Look through the material below and copy exactly the lines from the line with "Target: deployed airbag" to the line with "Target: tree", those two lines included.
--
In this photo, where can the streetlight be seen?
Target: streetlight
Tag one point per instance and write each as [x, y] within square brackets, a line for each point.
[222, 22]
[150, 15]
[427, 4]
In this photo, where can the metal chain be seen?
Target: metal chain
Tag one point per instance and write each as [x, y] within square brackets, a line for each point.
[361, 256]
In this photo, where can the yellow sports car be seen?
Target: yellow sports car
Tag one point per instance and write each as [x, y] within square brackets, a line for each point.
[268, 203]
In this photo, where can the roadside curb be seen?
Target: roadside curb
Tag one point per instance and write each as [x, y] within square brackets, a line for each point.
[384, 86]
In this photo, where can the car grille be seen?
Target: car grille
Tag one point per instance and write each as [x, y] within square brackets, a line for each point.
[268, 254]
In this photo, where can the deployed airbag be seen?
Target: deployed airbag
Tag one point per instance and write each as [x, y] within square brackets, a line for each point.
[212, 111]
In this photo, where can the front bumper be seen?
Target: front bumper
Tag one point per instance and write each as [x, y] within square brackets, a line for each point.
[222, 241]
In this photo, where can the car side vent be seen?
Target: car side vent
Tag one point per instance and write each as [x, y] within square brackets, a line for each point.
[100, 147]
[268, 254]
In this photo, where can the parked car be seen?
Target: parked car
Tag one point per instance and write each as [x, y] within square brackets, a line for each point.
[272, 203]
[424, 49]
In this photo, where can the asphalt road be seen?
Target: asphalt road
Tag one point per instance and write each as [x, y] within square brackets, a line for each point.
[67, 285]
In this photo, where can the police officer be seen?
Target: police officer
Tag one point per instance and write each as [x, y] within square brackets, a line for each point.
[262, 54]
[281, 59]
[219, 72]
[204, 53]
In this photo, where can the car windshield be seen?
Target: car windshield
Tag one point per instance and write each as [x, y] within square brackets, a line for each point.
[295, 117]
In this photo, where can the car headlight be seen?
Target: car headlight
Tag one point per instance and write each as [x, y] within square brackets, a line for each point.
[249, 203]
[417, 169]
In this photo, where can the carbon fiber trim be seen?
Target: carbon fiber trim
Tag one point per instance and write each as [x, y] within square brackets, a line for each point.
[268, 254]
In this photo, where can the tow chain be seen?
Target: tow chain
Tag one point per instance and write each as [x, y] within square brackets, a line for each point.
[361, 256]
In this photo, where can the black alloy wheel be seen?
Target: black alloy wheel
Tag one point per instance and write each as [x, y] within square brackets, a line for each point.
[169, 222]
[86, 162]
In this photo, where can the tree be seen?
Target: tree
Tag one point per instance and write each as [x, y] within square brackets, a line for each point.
--
Output for this exercise.
Target: deployed airbag
Tag one point per instance and write each as [x, y] within square brackets, a line for each point.
[212, 111]
In this photo, where can the front bumper be seen?
Target: front bumper
Tag one point per instance and write each as [x, y] within square brackets, a line for each point.
[222, 241]
In this photo, where can the car side vent be seen?
Target: car side vent
Tag one point per instance and write each as [x, y] within square brackets, a line for each point.
[100, 147]
[268, 254]
In this photo, where can the parked car be seen?
Target: parked car
Tag one point per instance and write each as [x, y] within square brackets, a line for each point.
[272, 203]
[424, 49]
In this photo, where can the asphalt road be seen?
Target: asphalt road
Tag one point per instance and write each as [x, y] within square brackets, a line for each point.
[67, 285]
In this photo, where can the police officer be seen?
Target: police officer
Tag one point per instance and write each as [x, y] within square brackets, a line for each point.
[262, 54]
[281, 59]
[219, 72]
[204, 53]
In this photo, where can the car windshield be seen?
Target: car windshield
Tag one point per instance and write each as [x, y] within square brackets, a line for each point.
[295, 117]
In this photo, where can the car headlight be seen?
Target: car headlight
Tag one point per instance and write each as [x, y] within square brackets, a line for each point.
[249, 203]
[417, 169]
In this photo, where can the carbon fiber trim be seen?
Target: carbon fiber trim
Tag one point per instance and write each as [x, y] within square brackets, a line for each point.
[268, 254]
In this photo, where can the tow chain be seen?
Target: tow chain
Tag one point per instance and write each as [x, y] within square brackets, a line for each point.
[361, 256]
In this photo, where can the black alloy wheel be seen?
Target: black alloy wheel
Tag one point per instance and write each as [x, y] within square brackets, a line for each point.
[169, 222]
[86, 162]
In this photo, where can the tree be seen?
Target: tree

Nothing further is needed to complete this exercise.